◆ **Text provided**:

((

This was meant to assuage Museveni and all those with interests in his reign. Going by the processions, NRM leaders thought Muhoozi served as better substitute for Amama Mbabazi in 2016.

Drama as Politics or Dramatized Politics.

Against this backdrop laden with many historical lessons, NUP was prepared to do some radical and subversive acts without exactly being radical or subversive.

With a thorny jewel of a crown after the 2021 general elections, the neophytes were not about to let and spill more blood. Where Besigye was agitating for insurrections and mobilizing street protest to overturn the government in Kampala or prompt it into serious bloodletting, then strongarm it into a power sharing arrangement, NUP opted for inaction.

NUP, under the embattled former Leader of Opposition (LOP) Matthias Mpuuga, released what they dubbed “Legislative Agenda.” I don’t know who is keeping stock, but it seems it suffered still-birth with little or no discussion.

))

◆ **Job**:
Reproduce verbatim everything in the passage on Uganda's NUP from "This was meant" down to "or Dramatized Politics.". The entries that follow are separate material and are unrelated to the passage on Uganda's NUP.

◆ **Data records**:
((

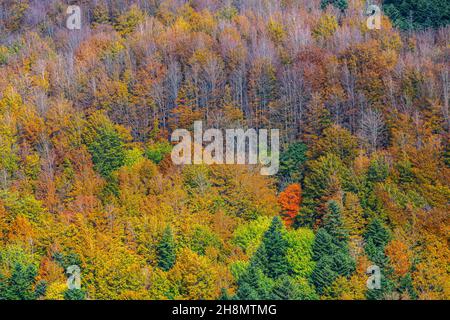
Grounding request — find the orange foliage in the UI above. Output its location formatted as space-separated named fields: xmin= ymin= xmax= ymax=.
xmin=278 ymin=183 xmax=302 ymax=226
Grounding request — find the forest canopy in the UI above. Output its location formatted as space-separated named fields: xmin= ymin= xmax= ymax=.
xmin=0 ymin=0 xmax=450 ymax=300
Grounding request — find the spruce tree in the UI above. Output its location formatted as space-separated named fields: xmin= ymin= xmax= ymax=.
xmin=324 ymin=201 xmax=348 ymax=246
xmin=312 ymin=228 xmax=337 ymax=261
xmin=158 ymin=226 xmax=176 ymax=271
xmin=270 ymin=275 xmax=301 ymax=300
xmin=262 ymin=216 xmax=289 ymax=279
xmin=311 ymin=201 xmax=355 ymax=294
xmin=311 ymin=256 xmax=339 ymax=294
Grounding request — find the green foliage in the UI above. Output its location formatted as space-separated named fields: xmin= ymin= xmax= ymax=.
xmin=278 ymin=142 xmax=307 ymax=190
xmin=232 ymin=216 xmax=271 ymax=255
xmin=262 ymin=216 xmax=289 ymax=279
xmin=64 ymin=289 xmax=86 ymax=300
xmin=320 ymin=0 xmax=348 ymax=11
xmin=383 ymin=0 xmax=450 ymax=30
xmin=234 ymin=266 xmax=273 ymax=300
xmin=311 ymin=201 xmax=355 ymax=294
xmin=270 ymin=275 xmax=317 ymax=300
xmin=285 ymin=228 xmax=315 ymax=278
xmin=367 ymin=157 xmax=389 ymax=183
xmin=144 ymin=142 xmax=172 ymax=164
xmin=324 ymin=201 xmax=348 ymax=246
xmin=190 ymin=226 xmax=221 ymax=255
xmin=88 ymin=127 xmax=125 ymax=178
xmin=0 ymin=263 xmax=37 ymax=300
xmin=364 ymin=218 xmax=390 ymax=267
xmin=158 ymin=226 xmax=176 ymax=271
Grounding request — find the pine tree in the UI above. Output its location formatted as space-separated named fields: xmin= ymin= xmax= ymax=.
xmin=234 ymin=265 xmax=273 ymax=300
xmin=88 ymin=128 xmax=125 ymax=178
xmin=324 ymin=201 xmax=348 ymax=246
xmin=312 ymin=228 xmax=337 ymax=261
xmin=64 ymin=289 xmax=86 ymax=300
xmin=262 ymin=216 xmax=288 ymax=279
xmin=311 ymin=256 xmax=339 ymax=294
xmin=0 ymin=263 xmax=37 ymax=300
xmin=270 ymin=275 xmax=301 ymax=300
xmin=158 ymin=226 xmax=176 ymax=271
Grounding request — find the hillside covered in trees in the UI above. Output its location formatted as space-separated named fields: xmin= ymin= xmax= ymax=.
xmin=0 ymin=0 xmax=450 ymax=300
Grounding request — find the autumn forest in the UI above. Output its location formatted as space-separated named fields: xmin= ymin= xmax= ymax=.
xmin=0 ymin=0 xmax=450 ymax=300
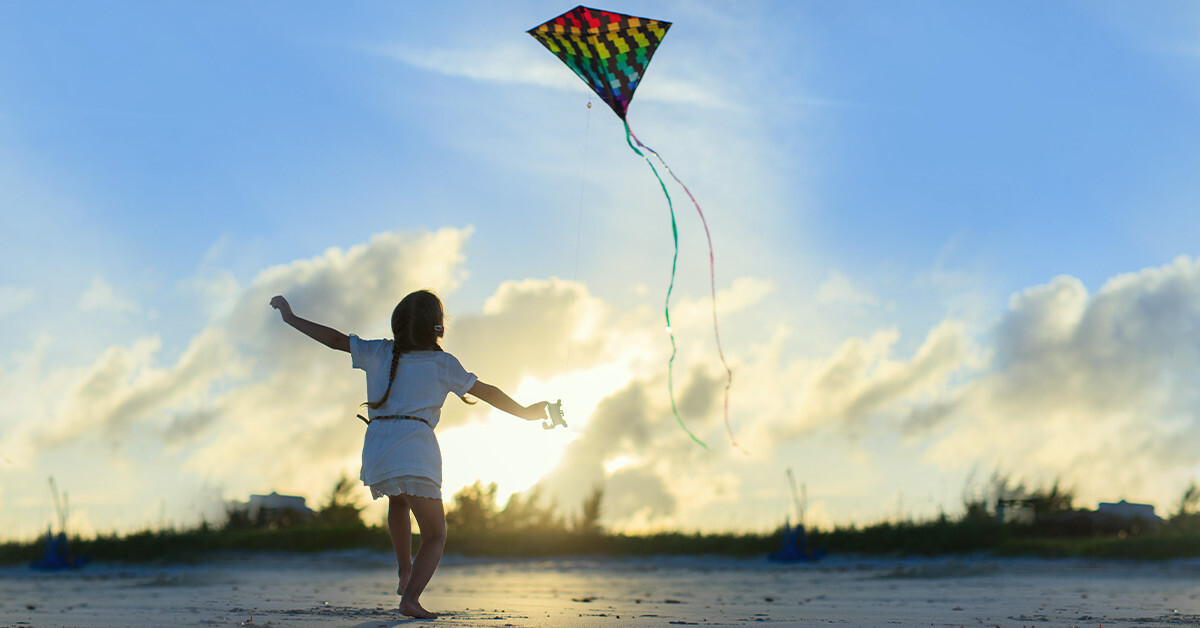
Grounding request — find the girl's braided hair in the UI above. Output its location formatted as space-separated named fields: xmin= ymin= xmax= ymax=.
xmin=364 ymin=291 xmax=469 ymax=409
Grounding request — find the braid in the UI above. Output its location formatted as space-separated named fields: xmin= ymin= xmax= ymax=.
xmin=360 ymin=291 xmax=443 ymax=420
xmin=367 ymin=342 xmax=400 ymax=409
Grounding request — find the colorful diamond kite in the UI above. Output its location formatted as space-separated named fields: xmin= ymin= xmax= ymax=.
xmin=528 ymin=6 xmax=671 ymax=120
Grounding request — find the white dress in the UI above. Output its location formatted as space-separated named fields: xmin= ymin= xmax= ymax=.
xmin=350 ymin=335 xmax=478 ymax=500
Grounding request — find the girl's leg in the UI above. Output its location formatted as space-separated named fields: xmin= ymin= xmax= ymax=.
xmin=388 ymin=495 xmax=413 ymax=596
xmin=400 ymin=495 xmax=446 ymax=620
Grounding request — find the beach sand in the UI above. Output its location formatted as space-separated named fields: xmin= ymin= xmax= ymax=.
xmin=0 ymin=551 xmax=1200 ymax=628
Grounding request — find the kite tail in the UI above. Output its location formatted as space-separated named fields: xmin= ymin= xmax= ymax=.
xmin=625 ymin=122 xmax=746 ymax=453
xmin=622 ymin=118 xmax=708 ymax=449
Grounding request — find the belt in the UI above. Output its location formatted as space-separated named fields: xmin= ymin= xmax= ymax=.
xmin=359 ymin=414 xmax=433 ymax=429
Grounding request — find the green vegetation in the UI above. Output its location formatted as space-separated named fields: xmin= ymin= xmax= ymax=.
xmin=7 ymin=477 xmax=1200 ymax=564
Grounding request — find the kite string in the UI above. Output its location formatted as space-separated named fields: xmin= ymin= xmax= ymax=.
xmin=566 ymin=100 xmax=592 ymax=372
xmin=620 ymin=118 xmax=708 ymax=449
xmin=625 ymin=122 xmax=748 ymax=454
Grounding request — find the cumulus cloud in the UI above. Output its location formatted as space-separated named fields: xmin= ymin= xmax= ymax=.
xmin=929 ymin=258 xmax=1200 ymax=504
xmin=9 ymin=229 xmax=1200 ymax=528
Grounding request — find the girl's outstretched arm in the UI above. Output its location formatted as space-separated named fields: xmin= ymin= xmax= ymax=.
xmin=467 ymin=381 xmax=546 ymax=420
xmin=271 ymin=297 xmax=350 ymax=353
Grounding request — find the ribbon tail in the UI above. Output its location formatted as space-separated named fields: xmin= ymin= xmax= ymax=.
xmin=625 ymin=122 xmax=746 ymax=453
xmin=622 ymin=118 xmax=708 ymax=449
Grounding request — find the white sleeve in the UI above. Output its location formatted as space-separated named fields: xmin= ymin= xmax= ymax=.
xmin=350 ymin=334 xmax=386 ymax=371
xmin=442 ymin=353 xmax=479 ymax=396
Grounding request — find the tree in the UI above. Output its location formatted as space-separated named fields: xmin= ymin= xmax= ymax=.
xmin=317 ymin=473 xmax=362 ymax=526
xmin=446 ymin=480 xmax=497 ymax=533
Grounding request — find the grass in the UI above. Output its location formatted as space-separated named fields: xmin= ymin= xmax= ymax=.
xmin=7 ymin=519 xmax=1200 ymax=564
xmin=7 ymin=478 xmax=1200 ymax=564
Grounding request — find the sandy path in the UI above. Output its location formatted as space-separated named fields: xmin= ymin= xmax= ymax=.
xmin=0 ymin=552 xmax=1200 ymax=628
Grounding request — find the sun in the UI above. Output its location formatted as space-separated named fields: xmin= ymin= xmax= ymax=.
xmin=438 ymin=364 xmax=632 ymax=507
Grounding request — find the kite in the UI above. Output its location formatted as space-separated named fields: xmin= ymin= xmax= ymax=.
xmin=528 ymin=5 xmax=740 ymax=449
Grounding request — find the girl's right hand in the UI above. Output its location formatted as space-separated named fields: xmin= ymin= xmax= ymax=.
xmin=271 ymin=297 xmax=292 ymax=318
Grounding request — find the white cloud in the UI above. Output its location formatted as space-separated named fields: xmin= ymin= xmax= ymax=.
xmin=9 ymin=224 xmax=1200 ymax=530
xmin=925 ymin=258 xmax=1200 ymax=506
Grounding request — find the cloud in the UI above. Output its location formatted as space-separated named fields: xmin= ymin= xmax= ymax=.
xmin=14 ymin=222 xmax=1200 ymax=530
xmin=925 ymin=257 xmax=1200 ymax=504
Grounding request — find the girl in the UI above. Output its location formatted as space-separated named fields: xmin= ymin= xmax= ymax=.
xmin=271 ymin=291 xmax=546 ymax=620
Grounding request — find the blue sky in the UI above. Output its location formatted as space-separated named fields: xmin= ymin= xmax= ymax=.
xmin=0 ymin=0 xmax=1200 ymax=533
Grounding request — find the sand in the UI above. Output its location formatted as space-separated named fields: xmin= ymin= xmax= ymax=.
xmin=0 ymin=551 xmax=1200 ymax=628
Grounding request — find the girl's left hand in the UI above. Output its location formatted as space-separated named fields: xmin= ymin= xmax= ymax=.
xmin=522 ymin=401 xmax=550 ymax=420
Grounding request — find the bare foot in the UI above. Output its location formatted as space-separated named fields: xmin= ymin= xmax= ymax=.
xmin=400 ymin=599 xmax=438 ymax=620
xmin=396 ymin=570 xmax=413 ymax=597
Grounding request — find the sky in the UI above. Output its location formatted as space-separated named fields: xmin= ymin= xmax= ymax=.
xmin=0 ymin=0 xmax=1200 ymax=538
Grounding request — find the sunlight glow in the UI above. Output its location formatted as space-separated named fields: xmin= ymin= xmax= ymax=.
xmin=438 ymin=364 xmax=632 ymax=507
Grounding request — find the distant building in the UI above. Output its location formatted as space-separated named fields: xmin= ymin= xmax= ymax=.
xmin=229 ymin=491 xmax=313 ymax=527
xmin=1033 ymin=500 xmax=1163 ymax=536
xmin=1096 ymin=500 xmax=1163 ymax=526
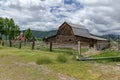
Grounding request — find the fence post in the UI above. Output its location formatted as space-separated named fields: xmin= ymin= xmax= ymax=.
xmin=78 ymin=41 xmax=83 ymax=57
xmin=32 ymin=40 xmax=35 ymax=50
xmin=50 ymin=42 xmax=52 ymax=51
xmin=19 ymin=41 xmax=22 ymax=49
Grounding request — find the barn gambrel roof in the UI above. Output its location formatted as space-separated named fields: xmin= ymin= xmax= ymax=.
xmin=66 ymin=22 xmax=107 ymax=40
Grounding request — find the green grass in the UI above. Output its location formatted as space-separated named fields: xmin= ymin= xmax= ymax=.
xmin=0 ymin=46 xmax=120 ymax=80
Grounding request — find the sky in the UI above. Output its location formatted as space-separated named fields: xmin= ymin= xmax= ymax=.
xmin=0 ymin=0 xmax=120 ymax=35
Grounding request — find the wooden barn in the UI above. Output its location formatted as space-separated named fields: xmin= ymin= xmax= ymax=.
xmin=45 ymin=22 xmax=108 ymax=48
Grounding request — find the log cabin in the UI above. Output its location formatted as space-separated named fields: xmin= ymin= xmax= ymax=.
xmin=45 ymin=22 xmax=108 ymax=49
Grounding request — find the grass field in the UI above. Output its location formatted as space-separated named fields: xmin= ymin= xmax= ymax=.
xmin=0 ymin=46 xmax=120 ymax=80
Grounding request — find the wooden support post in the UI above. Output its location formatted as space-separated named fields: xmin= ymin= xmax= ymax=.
xmin=32 ymin=40 xmax=35 ymax=50
xmin=19 ymin=41 xmax=22 ymax=49
xmin=78 ymin=41 xmax=83 ymax=57
xmin=50 ymin=42 xmax=52 ymax=51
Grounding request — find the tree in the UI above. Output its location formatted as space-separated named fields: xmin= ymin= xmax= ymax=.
xmin=25 ymin=28 xmax=33 ymax=40
xmin=0 ymin=17 xmax=4 ymax=39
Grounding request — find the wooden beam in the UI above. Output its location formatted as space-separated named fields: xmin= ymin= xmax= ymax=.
xmin=50 ymin=42 xmax=52 ymax=51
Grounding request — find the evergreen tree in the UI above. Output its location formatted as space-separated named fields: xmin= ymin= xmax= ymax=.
xmin=25 ymin=28 xmax=33 ymax=40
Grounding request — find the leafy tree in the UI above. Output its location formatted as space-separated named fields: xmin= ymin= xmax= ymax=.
xmin=25 ymin=28 xmax=33 ymax=40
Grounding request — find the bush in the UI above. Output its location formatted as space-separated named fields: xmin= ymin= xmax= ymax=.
xmin=57 ymin=54 xmax=67 ymax=63
xmin=36 ymin=57 xmax=52 ymax=65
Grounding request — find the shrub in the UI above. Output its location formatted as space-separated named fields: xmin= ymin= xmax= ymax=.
xmin=57 ymin=54 xmax=67 ymax=63
xmin=36 ymin=57 xmax=52 ymax=65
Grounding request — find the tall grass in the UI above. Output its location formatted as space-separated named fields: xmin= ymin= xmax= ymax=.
xmin=57 ymin=54 xmax=67 ymax=63
xmin=36 ymin=57 xmax=52 ymax=65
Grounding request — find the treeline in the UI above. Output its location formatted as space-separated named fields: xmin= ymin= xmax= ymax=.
xmin=0 ymin=17 xmax=20 ymax=40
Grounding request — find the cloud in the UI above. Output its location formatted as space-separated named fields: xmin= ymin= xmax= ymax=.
xmin=0 ymin=0 xmax=120 ymax=35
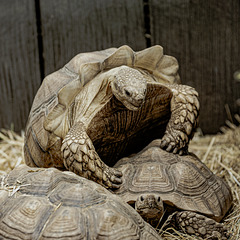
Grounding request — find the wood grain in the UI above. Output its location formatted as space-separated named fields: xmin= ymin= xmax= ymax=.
xmin=0 ymin=0 xmax=41 ymax=131
xmin=150 ymin=0 xmax=240 ymax=133
xmin=40 ymin=0 xmax=145 ymax=75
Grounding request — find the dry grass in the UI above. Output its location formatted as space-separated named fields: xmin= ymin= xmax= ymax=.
xmin=0 ymin=116 xmax=240 ymax=240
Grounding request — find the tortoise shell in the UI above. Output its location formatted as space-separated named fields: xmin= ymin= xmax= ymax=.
xmin=0 ymin=165 xmax=161 ymax=240
xmin=114 ymin=140 xmax=232 ymax=221
xmin=24 ymin=46 xmax=179 ymax=169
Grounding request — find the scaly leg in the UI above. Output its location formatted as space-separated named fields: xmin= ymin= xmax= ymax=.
xmin=160 ymin=84 xmax=200 ymax=155
xmin=164 ymin=211 xmax=229 ymax=240
xmin=61 ymin=122 xmax=122 ymax=188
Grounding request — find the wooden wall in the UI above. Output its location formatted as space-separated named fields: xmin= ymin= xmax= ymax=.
xmin=0 ymin=0 xmax=240 ymax=133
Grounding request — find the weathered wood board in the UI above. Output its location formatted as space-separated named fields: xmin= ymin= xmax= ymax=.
xmin=0 ymin=0 xmax=41 ymax=131
xmin=0 ymin=0 xmax=240 ymax=133
xmin=40 ymin=0 xmax=145 ymax=75
xmin=150 ymin=0 xmax=240 ymax=133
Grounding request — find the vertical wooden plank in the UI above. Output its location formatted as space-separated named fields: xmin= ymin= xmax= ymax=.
xmin=150 ymin=0 xmax=240 ymax=133
xmin=0 ymin=0 xmax=40 ymax=131
xmin=40 ymin=0 xmax=145 ymax=75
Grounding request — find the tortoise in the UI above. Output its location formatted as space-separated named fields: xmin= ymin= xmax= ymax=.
xmin=24 ymin=45 xmax=199 ymax=188
xmin=0 ymin=165 xmax=162 ymax=240
xmin=114 ymin=139 xmax=233 ymax=239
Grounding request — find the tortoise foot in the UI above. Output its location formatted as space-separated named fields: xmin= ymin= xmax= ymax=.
xmin=160 ymin=129 xmax=188 ymax=155
xmin=168 ymin=211 xmax=230 ymax=240
xmin=61 ymin=123 xmax=122 ymax=188
xmin=160 ymin=85 xmax=200 ymax=155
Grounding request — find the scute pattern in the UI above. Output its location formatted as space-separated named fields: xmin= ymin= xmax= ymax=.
xmin=114 ymin=140 xmax=232 ymax=221
xmin=0 ymin=165 xmax=161 ymax=240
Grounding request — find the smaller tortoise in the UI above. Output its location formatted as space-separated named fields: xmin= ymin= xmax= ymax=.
xmin=0 ymin=165 xmax=162 ymax=240
xmin=114 ymin=140 xmax=232 ymax=239
xmin=24 ymin=46 xmax=199 ymax=188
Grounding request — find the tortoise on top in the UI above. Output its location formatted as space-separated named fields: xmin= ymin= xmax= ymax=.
xmin=24 ymin=46 xmax=199 ymax=188
xmin=114 ymin=140 xmax=233 ymax=239
xmin=0 ymin=165 xmax=162 ymax=240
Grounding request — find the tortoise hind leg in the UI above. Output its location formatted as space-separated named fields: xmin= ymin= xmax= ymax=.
xmin=61 ymin=122 xmax=122 ymax=188
xmin=164 ymin=211 xmax=229 ymax=240
xmin=160 ymin=84 xmax=199 ymax=155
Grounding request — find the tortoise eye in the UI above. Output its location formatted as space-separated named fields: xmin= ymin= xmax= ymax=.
xmin=125 ymin=89 xmax=131 ymax=97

))

◆ **Output of the exercise**:
This was meant to assuage Museveni and all those with interests in his reign. Going by the processions, NRM leaders thought Muhoozi served as better substitute for Amama Mbabazi in 2016.

Drama as Politics or Dramatized Politics.